POLECENIE 1. Na ile osób był sylwester opisany w tekście o sylwestrze w Ostrowcu?
POLECENIE 2. Kontynuuj tekst o sylwestrze w Ostrowcu, zaczynając po jego ostatnim zdaniu.

TEKST DO PRZECZYTANIA.
Henio......... coś ty nam uczynił!!!!!
Ja wiem, że Ostrowiec to trudne miasto dla lepszej muzyki, ale to co zaserwowałeś nam w tym roku, to nie ma kategorii. Tak nie można...... idąc do perspektyw nikt się nie spodziewa, że go muzyka sponiewiera!!!!
Niestety to ma miejsce
Niestety też byłam uczestniczką tej farsy. Rozmawiać się nie dało bo tak głośno. Klub muzyczny a zespół tak słaby, że na żadne dożynki by ich nie wpuścili. Pozwolenie na puszczanie muzyki z telefonu podłączonego na sylwestrze na 80 osób to żenada, zwłaszcza, że każdy ma różne gusta muzyczne... DJ załatwiłby sprawę, albo chociaż w miarę ogarnięta osoba z laptopem i bazą piosenek. Zawiodłam się.

DOSTARCZONE WIERSZE.

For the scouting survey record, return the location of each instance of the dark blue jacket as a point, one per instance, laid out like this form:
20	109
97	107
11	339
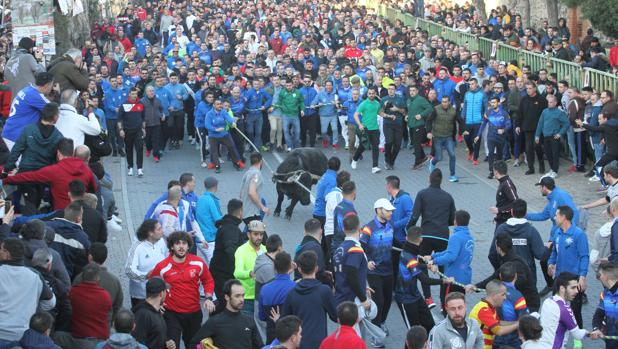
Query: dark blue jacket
457	259
325	185
72	244
311	301
401	216
273	295
32	339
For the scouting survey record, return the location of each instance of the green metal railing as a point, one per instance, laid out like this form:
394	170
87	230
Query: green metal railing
569	71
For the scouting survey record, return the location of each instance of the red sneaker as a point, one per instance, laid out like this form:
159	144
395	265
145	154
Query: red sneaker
572	169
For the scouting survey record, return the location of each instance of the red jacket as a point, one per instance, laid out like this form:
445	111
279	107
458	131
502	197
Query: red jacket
91	305
184	279
58	176
343	338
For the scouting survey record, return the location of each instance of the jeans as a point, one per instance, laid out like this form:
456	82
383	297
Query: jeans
308	124
571	143
276	130
332	121
253	126
291	131
393	133
446	142
133	140
473	148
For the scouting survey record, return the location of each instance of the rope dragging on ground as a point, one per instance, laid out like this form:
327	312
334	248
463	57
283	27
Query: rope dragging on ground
443	276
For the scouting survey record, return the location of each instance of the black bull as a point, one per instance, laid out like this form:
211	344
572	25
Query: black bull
305	165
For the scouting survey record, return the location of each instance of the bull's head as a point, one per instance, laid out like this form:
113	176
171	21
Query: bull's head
303	195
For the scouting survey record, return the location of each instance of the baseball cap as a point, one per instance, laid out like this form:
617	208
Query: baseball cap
210	182
156	285
546	182
383	203
256	225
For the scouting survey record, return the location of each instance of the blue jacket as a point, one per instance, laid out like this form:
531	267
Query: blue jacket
325	185
165	97
570	251
324	97
257	99
445	87
25	110
200	114
309	94
457	258
495	120
207	212
474	106
311	301
553	121
32	339
113	100
273	295
401	216
557	197
217	119
177	90
377	241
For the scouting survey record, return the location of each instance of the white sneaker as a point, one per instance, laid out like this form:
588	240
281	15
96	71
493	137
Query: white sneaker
112	225
117	219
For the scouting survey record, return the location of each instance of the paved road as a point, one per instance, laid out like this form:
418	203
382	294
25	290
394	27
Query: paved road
474	193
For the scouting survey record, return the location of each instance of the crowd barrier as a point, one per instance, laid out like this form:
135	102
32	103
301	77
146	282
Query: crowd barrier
569	71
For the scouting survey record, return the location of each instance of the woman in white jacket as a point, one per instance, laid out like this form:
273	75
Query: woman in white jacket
149	249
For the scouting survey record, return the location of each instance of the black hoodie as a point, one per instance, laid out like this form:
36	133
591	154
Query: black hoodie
311	301
229	237
150	328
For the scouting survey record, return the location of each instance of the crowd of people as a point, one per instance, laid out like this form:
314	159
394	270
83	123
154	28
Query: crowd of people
252	78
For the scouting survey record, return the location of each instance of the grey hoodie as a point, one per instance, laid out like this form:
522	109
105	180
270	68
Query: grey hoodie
121	341
264	272
444	336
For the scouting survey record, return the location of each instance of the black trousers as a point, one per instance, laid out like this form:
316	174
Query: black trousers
153	139
552	150
214	148
308	125
374	140
418	135
496	147
531	149
428	246
183	325
416	313
393	134
382	286
133	140
112	132
178	130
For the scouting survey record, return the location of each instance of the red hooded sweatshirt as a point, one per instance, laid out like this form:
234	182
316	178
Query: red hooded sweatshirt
58	176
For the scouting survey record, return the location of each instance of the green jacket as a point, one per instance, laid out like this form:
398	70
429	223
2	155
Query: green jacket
418	106
36	150
290	103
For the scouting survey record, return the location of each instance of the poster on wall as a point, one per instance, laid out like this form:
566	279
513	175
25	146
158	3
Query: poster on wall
34	19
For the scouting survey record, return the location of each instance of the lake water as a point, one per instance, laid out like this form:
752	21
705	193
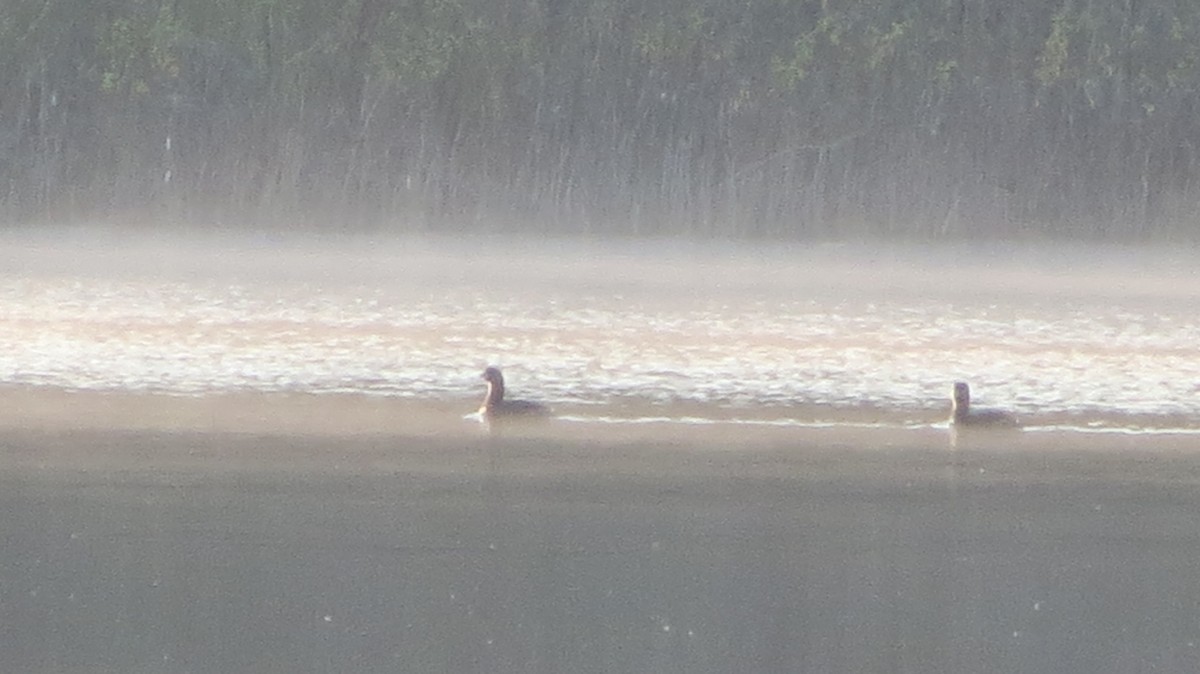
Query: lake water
1095	338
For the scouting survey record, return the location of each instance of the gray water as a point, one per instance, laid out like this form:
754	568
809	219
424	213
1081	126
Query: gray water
1095	337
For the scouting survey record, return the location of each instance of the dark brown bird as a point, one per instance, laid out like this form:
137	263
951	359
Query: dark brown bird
495	405
963	415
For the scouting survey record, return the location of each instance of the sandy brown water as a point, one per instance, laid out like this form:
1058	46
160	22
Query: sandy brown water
189	539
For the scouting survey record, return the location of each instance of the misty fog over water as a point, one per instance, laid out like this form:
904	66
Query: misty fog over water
797	332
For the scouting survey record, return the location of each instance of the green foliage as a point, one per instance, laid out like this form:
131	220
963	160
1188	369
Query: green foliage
756	118
138	49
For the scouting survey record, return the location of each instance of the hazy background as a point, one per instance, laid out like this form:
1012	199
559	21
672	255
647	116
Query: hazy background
816	119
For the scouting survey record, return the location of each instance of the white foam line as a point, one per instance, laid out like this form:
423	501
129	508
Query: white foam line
907	426
1113	429
703	421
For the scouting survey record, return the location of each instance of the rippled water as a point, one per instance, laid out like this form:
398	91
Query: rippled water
774	332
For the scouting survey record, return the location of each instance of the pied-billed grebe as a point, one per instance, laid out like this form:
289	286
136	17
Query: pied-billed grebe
495	405
963	415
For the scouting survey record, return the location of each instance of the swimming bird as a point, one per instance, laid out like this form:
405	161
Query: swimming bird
963	415
496	407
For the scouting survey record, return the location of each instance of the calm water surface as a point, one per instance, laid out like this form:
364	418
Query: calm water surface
1101	337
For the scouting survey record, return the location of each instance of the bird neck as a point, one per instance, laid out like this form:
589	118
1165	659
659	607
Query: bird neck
495	393
961	408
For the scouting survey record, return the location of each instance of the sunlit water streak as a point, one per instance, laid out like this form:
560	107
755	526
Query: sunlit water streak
684	332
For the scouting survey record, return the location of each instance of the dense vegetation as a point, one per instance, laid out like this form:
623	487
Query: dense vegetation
743	118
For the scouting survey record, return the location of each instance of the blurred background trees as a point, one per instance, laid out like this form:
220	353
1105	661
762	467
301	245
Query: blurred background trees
754	118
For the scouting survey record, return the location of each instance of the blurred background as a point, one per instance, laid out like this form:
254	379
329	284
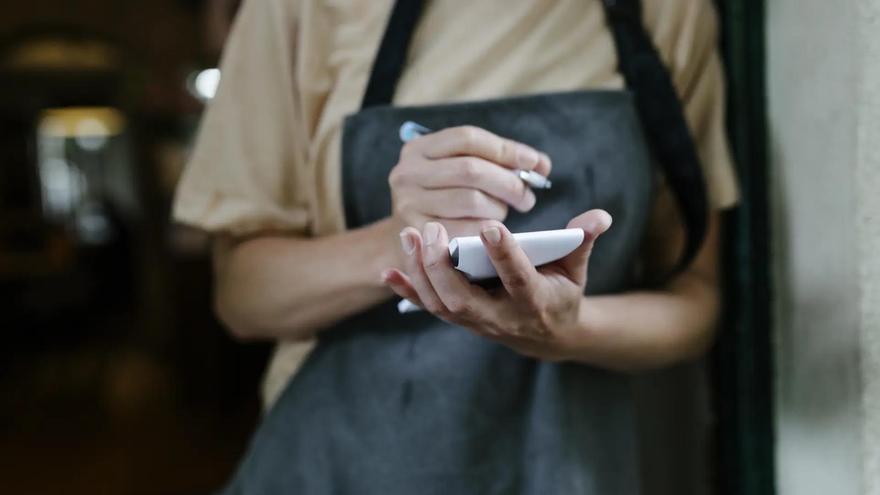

ODPOWIEDŹ PISEMNA 1. Na 80 osób.

ODPOWIEDŹ PISEMNA 2.
Pan Henryk ma gust muzyczny i na pewno wybrał dobry zespół.
Ja też niestety byłem na owym sylwestrze. Za 130zł spodziewałem się czegoś fajnego. Niestety Panowie z orkiestry się nie nadawali kompletnie. Głośno tak że ciężko było cokolwiek przy stoliku usłyszeć od osoby obok. Dokładnie lepiej było kogoś z laptopem puścić niż aby ludzie podchodzili i puszczali z telefonów... Szkoda że ten klub muzyczny do którego przychodziłem parę lat temu co weekend aż tak się ztoczył.
Ok. I czemu nikt nie poprosił aby grali ciszej ??? Wystarczyłoby powiedzieć to Ferensowi (homo sapiens) w czasie Sylwestra a nie teraz wylewać pomyje po 2 dniach....
Nie byłam ale słyszałam że miała być super rockowa kapela. Co to za zespół? Jeski grali fajnie tylko głośno to przeciez mogli się trochę przyciszyc?
Disco polo pełną parą było do tego kilka normalnych kawałków Lady Pank tak zmasakrowanych, ze żal było słuchać. Niestety. Z super kapelą nie miało to nic wspólnego.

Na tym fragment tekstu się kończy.